**Dataset items:**
--- --- ---

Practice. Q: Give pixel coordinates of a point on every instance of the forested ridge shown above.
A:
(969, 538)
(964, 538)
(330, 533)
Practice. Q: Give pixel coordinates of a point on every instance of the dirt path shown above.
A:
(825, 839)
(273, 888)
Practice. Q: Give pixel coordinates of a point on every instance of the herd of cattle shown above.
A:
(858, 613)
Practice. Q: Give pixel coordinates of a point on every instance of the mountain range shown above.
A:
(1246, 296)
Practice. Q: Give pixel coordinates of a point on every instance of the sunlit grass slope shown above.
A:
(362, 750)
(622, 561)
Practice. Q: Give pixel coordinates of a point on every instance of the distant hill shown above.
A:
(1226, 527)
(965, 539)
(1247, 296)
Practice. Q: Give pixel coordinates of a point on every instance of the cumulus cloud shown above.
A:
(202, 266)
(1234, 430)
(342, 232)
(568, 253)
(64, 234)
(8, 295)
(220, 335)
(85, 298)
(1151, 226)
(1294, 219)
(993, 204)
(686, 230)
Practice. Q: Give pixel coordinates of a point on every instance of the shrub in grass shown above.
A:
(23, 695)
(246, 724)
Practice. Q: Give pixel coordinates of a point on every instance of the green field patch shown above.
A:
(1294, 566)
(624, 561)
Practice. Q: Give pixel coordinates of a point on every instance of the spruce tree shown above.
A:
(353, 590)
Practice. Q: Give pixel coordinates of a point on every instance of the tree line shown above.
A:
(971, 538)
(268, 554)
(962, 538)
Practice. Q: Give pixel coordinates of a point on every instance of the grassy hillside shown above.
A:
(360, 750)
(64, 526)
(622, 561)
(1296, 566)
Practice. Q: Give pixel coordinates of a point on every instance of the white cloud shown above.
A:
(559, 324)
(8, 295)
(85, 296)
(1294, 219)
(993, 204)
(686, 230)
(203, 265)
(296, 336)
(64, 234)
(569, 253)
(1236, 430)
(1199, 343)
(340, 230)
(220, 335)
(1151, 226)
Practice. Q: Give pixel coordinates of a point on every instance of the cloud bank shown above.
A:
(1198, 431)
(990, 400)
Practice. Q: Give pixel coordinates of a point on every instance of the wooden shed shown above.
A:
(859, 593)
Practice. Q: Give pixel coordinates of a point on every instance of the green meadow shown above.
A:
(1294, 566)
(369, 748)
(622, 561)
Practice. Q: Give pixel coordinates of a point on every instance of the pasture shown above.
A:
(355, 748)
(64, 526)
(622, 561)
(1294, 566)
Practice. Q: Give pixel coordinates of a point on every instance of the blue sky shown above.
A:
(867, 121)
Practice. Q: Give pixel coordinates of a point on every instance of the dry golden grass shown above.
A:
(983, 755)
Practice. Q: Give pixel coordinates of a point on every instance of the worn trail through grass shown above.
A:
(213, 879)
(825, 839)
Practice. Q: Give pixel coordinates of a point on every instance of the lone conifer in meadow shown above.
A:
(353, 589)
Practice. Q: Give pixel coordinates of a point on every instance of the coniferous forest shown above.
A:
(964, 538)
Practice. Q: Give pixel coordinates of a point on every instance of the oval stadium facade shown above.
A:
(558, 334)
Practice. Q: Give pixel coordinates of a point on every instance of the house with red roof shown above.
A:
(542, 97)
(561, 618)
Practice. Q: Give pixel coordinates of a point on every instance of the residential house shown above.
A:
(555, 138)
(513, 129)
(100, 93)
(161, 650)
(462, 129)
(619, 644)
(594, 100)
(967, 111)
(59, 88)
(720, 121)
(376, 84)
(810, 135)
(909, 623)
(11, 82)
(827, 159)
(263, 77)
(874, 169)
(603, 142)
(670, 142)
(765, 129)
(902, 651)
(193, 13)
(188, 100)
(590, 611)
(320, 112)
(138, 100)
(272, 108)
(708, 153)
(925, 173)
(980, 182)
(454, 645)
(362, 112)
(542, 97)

--- --- ---

**WHAT IS NEEDED:**
Return each line of the records above in which the word "cloud" occurs.

**RESPONSE AREA:**
Practice. Q: Give pixel coordinates of a point on every instance of the cumulus cloud shown above.
Practice. Q: Give pixel coordinates of a point on every instance of the white cloud shown above.
Practice. Q: Give pixel coordinates of a point on every instance of the cloud bank shown above.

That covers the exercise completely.